Gestellte Aufgabe — Führen Sie den Quellenauszug über die beiden Einstellungen zur Welt, das Annehmen und die Transformation, im Anschluss an seinen letzten Satz weiter.

Quellenauszug —
"""

Mutters
Agenda
ersten Band
2. Juli 1958
Ramdas 1 ist wahrscheinlich eine Fortsetzung der Reihe von Chaitanya, Ramakrishna usw...
(Schweigen)
Ein Thema für heute abend...
Eines habe ich nie vollständig gesagt. Einerseits gibt es die Einstellung, wie sie die Leute in dem Film von gestern abend 2 hatten: Gott ist alles, Gott
ist überall, Gott ist in dem, der euch schlägt (wie Sri Aurobindo schreibt: "Gott versetzte mir einen heftigen Schlag, soll ich ihm sagen: "O Mächtiger, ich vergebe dir den Schmerz und die Grausamkeit, doch tue es nicht wieder!"?" 3), eine Einstellung, die, ins äußerste Extrem getrieben, die Welt akzeptiert, so wie sie ist: die Welt ist der vollkommene Ausdruck des göttlichen Willens. Die andere Einstellung ist jene des Fortschritts und der Transformation. Dazu muß man voraussetzen, daß es Dinge in der Welt gibt, die nicht so sind, wie sie sein sollen.

"""

Auszüge der Zeilen —
"""

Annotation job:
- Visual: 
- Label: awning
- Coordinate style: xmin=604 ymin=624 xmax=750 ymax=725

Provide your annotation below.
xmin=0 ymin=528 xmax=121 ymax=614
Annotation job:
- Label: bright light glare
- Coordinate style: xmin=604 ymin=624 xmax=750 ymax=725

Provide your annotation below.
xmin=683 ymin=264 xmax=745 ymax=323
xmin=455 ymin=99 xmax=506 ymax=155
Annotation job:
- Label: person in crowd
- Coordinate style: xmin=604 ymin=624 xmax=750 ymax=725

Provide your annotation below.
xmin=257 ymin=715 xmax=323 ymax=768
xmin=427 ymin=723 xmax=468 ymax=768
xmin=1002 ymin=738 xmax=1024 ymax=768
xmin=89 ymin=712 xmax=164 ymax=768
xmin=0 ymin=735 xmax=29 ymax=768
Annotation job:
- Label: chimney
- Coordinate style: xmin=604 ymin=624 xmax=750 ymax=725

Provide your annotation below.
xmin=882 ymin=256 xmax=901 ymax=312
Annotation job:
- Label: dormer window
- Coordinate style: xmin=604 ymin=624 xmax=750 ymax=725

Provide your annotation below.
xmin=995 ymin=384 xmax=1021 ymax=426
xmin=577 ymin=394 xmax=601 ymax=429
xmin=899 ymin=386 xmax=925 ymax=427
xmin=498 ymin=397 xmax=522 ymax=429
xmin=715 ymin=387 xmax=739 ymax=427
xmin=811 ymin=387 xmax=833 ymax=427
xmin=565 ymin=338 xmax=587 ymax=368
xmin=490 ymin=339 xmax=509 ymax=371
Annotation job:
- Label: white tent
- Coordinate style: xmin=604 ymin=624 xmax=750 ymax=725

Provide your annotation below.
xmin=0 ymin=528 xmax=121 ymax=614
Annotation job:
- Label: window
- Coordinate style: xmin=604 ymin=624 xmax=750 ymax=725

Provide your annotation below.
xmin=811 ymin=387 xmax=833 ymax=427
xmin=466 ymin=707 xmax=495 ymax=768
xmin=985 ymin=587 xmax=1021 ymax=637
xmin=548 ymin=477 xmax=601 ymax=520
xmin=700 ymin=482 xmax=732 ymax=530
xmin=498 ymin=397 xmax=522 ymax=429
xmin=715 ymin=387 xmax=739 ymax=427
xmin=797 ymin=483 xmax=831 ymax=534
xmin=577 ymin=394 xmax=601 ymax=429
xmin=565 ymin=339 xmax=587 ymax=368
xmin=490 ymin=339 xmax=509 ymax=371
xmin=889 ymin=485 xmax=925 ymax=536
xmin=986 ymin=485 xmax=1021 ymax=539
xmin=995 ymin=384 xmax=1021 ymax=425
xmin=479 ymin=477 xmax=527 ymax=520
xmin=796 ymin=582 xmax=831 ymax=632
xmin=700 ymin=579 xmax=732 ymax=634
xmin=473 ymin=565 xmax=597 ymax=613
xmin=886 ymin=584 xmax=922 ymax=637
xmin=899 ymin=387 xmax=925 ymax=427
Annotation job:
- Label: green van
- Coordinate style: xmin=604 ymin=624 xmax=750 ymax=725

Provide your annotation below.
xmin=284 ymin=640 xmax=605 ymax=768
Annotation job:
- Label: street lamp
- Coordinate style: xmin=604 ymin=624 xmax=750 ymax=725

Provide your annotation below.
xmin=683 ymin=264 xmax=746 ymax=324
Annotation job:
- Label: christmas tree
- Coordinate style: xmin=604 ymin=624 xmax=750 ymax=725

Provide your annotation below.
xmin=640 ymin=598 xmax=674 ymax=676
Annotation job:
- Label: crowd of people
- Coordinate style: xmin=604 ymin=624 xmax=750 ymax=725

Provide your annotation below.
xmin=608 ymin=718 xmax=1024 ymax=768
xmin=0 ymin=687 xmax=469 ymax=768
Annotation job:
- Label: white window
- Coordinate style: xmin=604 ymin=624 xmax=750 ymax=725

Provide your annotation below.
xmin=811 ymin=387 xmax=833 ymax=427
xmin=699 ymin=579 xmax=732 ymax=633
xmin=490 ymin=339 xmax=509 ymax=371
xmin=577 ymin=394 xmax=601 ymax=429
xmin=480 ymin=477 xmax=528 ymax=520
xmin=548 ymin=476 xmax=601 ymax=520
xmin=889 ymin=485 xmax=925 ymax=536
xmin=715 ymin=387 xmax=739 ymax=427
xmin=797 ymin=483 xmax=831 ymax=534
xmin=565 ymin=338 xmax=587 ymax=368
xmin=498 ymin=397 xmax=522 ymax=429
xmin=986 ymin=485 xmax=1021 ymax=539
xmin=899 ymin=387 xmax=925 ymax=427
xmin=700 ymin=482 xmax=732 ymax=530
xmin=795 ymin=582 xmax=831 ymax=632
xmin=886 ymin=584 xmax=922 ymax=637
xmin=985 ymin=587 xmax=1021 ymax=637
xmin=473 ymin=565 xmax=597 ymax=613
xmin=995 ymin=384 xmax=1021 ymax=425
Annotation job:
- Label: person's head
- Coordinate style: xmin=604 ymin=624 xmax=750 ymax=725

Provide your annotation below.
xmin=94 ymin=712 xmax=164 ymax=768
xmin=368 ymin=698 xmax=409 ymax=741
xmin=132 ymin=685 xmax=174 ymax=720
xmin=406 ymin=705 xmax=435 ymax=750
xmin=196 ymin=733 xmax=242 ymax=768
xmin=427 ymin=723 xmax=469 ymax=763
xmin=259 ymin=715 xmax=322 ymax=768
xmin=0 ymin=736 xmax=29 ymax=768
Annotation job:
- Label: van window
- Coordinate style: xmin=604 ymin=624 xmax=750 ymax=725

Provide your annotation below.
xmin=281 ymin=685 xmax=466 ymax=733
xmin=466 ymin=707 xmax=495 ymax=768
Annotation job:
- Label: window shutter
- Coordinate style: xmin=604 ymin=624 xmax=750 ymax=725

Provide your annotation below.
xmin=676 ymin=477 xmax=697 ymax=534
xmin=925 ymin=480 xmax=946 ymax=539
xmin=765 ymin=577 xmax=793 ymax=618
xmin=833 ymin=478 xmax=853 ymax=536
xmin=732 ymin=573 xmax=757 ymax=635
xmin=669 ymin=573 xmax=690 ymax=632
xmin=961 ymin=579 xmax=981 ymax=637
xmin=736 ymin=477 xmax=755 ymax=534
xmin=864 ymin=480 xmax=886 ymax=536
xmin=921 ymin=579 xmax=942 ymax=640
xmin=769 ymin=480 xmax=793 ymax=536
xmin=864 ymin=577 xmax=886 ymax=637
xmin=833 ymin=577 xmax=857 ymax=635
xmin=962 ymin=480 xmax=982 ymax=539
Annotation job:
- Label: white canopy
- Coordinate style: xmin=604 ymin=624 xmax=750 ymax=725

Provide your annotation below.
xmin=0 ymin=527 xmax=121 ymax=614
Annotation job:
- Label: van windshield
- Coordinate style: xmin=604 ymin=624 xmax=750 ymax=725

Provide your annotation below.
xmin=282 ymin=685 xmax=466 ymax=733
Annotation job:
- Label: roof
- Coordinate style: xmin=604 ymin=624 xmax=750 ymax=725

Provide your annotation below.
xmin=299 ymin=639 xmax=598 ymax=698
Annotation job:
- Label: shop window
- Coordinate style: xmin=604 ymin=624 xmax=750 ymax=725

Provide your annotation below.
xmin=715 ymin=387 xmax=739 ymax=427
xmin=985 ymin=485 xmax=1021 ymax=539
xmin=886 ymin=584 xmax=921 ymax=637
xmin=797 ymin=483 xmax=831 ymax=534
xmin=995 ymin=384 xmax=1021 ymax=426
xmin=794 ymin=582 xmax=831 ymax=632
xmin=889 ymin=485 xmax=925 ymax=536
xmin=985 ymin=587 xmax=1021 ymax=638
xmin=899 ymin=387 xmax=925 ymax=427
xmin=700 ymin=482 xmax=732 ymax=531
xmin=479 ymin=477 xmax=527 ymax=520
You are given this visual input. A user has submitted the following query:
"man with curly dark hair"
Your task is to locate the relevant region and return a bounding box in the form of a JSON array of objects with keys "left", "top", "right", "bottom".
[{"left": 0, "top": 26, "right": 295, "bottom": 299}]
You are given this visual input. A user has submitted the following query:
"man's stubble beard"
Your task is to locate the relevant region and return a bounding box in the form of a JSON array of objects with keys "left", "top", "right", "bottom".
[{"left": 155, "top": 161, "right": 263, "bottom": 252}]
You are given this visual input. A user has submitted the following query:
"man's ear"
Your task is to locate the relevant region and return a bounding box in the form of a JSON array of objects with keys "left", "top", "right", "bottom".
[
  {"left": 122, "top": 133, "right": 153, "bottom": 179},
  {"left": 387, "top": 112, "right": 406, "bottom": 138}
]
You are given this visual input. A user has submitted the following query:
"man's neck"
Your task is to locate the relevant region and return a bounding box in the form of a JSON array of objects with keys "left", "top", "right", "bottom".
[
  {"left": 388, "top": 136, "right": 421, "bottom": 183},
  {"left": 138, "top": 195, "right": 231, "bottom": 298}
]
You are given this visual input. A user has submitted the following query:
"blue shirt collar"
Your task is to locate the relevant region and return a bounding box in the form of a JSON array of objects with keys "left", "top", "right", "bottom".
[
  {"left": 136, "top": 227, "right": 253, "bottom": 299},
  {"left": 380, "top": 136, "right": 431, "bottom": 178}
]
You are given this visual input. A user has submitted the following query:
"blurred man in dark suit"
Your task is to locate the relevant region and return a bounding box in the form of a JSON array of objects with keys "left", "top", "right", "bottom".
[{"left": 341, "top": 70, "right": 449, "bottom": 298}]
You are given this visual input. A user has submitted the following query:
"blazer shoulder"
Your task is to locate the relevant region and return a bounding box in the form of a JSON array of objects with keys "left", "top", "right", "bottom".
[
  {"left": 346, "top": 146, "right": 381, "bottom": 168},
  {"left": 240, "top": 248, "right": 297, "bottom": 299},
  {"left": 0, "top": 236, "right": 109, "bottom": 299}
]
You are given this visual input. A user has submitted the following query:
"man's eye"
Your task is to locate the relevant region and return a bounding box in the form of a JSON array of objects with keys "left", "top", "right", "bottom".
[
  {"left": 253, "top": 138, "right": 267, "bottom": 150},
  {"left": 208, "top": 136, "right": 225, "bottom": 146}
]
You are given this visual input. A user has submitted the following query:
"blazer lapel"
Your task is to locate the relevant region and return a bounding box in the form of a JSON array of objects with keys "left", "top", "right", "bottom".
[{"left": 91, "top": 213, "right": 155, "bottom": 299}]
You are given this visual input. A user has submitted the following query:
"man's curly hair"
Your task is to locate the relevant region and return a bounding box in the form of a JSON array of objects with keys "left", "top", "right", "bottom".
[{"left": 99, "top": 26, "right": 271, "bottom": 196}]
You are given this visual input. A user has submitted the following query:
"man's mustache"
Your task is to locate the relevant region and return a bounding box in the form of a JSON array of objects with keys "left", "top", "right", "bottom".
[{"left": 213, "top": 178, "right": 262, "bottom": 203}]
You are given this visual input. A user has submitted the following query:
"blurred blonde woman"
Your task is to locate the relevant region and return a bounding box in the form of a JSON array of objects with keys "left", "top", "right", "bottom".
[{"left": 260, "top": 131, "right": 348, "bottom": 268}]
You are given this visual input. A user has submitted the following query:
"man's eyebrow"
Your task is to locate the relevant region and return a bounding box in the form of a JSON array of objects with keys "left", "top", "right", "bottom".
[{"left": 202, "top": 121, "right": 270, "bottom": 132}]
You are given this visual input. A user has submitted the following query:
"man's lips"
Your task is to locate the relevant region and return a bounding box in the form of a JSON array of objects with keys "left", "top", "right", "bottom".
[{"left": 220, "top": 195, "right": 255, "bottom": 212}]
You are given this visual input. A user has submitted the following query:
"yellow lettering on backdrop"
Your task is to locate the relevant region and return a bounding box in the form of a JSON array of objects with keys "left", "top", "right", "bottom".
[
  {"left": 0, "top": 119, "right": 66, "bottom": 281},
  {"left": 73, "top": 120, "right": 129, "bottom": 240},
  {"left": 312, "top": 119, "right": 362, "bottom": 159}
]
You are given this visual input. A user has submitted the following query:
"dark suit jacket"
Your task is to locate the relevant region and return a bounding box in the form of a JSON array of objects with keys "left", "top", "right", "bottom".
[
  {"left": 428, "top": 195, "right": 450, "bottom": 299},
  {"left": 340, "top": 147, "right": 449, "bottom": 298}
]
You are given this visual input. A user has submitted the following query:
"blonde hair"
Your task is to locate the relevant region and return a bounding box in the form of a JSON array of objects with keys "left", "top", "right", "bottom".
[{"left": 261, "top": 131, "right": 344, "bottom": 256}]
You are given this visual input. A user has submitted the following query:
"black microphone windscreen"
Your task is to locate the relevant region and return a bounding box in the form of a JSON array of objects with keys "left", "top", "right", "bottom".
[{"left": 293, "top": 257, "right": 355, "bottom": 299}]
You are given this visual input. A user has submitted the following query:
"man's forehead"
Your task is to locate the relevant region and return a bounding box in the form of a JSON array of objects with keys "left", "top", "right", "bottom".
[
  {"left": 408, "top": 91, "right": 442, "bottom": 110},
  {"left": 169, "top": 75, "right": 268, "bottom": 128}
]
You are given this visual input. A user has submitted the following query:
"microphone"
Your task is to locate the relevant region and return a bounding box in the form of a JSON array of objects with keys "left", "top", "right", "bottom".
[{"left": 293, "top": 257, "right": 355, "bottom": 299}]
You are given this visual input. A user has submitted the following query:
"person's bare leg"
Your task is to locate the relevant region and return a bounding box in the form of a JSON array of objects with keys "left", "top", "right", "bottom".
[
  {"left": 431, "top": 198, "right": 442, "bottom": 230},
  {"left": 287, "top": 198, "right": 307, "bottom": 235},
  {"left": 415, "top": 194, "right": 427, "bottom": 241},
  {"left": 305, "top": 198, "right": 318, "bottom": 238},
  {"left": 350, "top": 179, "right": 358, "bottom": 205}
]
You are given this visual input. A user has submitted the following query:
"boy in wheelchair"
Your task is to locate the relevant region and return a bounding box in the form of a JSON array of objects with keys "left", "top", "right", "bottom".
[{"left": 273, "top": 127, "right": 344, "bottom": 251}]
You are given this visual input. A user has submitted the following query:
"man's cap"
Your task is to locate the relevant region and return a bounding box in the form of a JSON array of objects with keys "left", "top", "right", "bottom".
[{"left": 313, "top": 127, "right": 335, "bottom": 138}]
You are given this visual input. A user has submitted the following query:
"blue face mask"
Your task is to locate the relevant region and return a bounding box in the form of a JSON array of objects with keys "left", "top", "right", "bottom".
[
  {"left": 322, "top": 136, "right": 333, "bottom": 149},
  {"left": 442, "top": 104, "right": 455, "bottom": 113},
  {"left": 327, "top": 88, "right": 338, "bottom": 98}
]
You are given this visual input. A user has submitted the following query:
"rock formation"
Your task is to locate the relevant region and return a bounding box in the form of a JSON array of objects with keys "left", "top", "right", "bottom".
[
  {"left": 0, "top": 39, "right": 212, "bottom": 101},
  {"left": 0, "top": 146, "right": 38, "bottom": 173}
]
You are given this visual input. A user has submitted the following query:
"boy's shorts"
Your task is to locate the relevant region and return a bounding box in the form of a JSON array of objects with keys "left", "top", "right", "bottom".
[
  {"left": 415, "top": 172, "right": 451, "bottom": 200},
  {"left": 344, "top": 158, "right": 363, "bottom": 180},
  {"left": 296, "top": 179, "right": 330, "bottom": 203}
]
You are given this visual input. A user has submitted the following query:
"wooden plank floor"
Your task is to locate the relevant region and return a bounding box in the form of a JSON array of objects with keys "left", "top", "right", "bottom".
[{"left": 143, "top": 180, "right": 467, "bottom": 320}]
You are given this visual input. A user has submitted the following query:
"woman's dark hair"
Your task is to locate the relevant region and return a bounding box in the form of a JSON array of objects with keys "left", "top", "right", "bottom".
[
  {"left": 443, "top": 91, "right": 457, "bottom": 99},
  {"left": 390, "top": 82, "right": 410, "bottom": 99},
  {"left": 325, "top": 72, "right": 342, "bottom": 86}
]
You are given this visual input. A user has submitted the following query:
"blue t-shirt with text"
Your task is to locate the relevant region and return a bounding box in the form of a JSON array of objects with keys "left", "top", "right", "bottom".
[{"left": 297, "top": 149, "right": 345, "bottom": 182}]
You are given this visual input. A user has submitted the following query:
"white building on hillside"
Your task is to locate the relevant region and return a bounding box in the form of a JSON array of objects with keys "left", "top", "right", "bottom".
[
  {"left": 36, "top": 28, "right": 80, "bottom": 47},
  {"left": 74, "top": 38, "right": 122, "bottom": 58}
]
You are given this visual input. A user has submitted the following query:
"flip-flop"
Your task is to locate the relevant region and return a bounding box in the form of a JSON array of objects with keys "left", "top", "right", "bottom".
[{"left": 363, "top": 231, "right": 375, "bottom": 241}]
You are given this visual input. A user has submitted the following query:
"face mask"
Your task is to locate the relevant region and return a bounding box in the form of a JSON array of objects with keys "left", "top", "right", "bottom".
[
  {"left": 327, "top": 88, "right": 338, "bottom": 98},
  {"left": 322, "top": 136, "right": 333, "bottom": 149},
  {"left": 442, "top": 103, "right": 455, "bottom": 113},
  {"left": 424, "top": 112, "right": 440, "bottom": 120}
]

"""

Die Antwort —
In The Synthesis of Yoga sagt Sri Aurobindo manchmal: diese Vorstellung von Gut und Böse, Rein und Unrein, dieses Konzept ist für die Handlung notwendig. Aber die Puristen wie Chaitanya, Ramakrishna und die anderen lassen das nicht gelten, sie akzeptieren nicht, daß dies für die Handlung unerläßlich ist. Sie sagen einfach: das ist weil ihr die Handlung für etwas Notwendiges haltet, und das widerspricht eurer Wahrnehmung des Göttlichen in allen Dingen.
Wie die beiden in Einklang bringen?
Ich erinnere mich, einmal versucht zu haben, darüber zu sprechen, aber keiner konnte mir folgen und keiner hat auch nur verstanden, deshalb ließ ich es dann. Es ist geblieben, ich konnte nichts damit machen, weil niemand einen Sinn daraus entnehmen konnte. Doch jetzt könnte ich eine sehr einfache Antwort geben:
Laßt doch den Höchsten die Arbeit verrichten; schließlich muß Er sich weiterentwickeln, nicht ihr!
Ramdas ist überhaupt nicht der Ansicht, daß die Welt gut ist, so wie sie ist.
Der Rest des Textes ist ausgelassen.